Write the line that contains "Can you find the tree?" and each one after it, word for word, ending with the final line of the data.

• **Extracted records**

········

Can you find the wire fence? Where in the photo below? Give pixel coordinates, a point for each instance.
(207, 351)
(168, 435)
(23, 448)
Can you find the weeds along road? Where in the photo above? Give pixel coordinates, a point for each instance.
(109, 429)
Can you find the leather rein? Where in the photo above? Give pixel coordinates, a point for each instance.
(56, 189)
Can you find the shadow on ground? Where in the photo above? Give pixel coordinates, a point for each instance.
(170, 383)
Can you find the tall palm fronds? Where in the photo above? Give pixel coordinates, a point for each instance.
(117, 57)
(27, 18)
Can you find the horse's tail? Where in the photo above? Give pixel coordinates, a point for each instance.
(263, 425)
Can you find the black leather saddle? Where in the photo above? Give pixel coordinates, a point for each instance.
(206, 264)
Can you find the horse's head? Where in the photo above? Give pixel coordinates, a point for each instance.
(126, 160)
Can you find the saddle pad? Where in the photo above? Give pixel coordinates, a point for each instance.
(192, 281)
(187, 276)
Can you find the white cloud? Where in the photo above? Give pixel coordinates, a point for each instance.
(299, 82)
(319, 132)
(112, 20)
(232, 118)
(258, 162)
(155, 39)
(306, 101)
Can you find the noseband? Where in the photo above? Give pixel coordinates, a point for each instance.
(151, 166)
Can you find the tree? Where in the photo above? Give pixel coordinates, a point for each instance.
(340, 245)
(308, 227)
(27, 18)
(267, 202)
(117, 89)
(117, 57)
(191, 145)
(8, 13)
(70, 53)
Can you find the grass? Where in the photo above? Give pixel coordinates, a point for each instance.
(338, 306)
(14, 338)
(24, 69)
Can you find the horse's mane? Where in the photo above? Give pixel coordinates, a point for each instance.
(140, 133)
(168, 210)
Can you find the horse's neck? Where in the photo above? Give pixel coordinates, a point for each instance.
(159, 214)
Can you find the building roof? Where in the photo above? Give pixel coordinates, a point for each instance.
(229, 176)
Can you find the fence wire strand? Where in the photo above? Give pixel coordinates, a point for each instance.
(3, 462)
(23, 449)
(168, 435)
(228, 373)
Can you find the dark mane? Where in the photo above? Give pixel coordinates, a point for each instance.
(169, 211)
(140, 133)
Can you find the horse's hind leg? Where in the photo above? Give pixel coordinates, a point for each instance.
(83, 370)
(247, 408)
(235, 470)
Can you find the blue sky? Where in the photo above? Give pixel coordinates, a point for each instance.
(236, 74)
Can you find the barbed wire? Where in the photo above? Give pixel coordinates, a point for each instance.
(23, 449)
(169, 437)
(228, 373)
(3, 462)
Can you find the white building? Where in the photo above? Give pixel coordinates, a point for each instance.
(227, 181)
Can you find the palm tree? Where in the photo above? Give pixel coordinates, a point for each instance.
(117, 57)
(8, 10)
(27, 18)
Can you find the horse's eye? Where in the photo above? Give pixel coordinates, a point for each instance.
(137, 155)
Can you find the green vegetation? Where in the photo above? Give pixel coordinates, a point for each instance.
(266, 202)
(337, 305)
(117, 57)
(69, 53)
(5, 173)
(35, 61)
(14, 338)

········

• **Result of the exercise**
Can you find the tree? Where in the photo above? Give pixel coordinates, a point for each instance.
(340, 245)
(308, 227)
(27, 18)
(267, 202)
(117, 89)
(117, 57)
(191, 145)
(8, 13)
(70, 53)
Can you find the grass? Where in the photo above? Give pixel coordinates, a point for each instance.
(338, 306)
(14, 338)
(24, 69)
Can you find the horse's mane? Where in the photo above? Give pixel coordinates, a point for each instance.
(140, 133)
(168, 210)
Can you find the horse's neck? Where in the photo above? Give pixel coordinates, a point for each instance.
(159, 214)
Can you find the building roof? Where in the photo above? Give pixel coordinates, a point for each instance.
(229, 176)
Can you find the fence wire strand? Where in the photo above? Give pixel coordinates, a point for each instance.
(3, 462)
(23, 449)
(168, 435)
(228, 373)
Can you find the dark mane? Where in the photo above? Give pixel coordinates, a point for each instance.
(169, 211)
(140, 133)
Can you find the horse's hind leg? Where in the photo above? Give pixel coordinates, a point for each instance.
(83, 370)
(247, 408)
(235, 470)
Can you find the blue sky? Where in the photo above? Give pixel coordinates, a point for each instance.
(236, 74)
Can you find the barbed wire? Where in the photo above? Give pixel coordinates, a point for each instance.
(23, 449)
(169, 437)
(228, 373)
(3, 462)
Can you find the white building? Where in the photo above? Give pixel coordinates, a point for each instance.
(227, 181)
Can you find the palm tree? Where in the photo above? Give pixel coordinates, a point for each instance.
(117, 57)
(8, 10)
(27, 18)
Can you find the horse's eye? Where in the photo above? Give pixel coordinates, a point for each instance.
(137, 155)
Can you find the green vegetation? Where in the photo above? Give pixel coordinates, a point for each instance.
(266, 202)
(337, 305)
(117, 57)
(69, 53)
(5, 173)
(35, 61)
(14, 338)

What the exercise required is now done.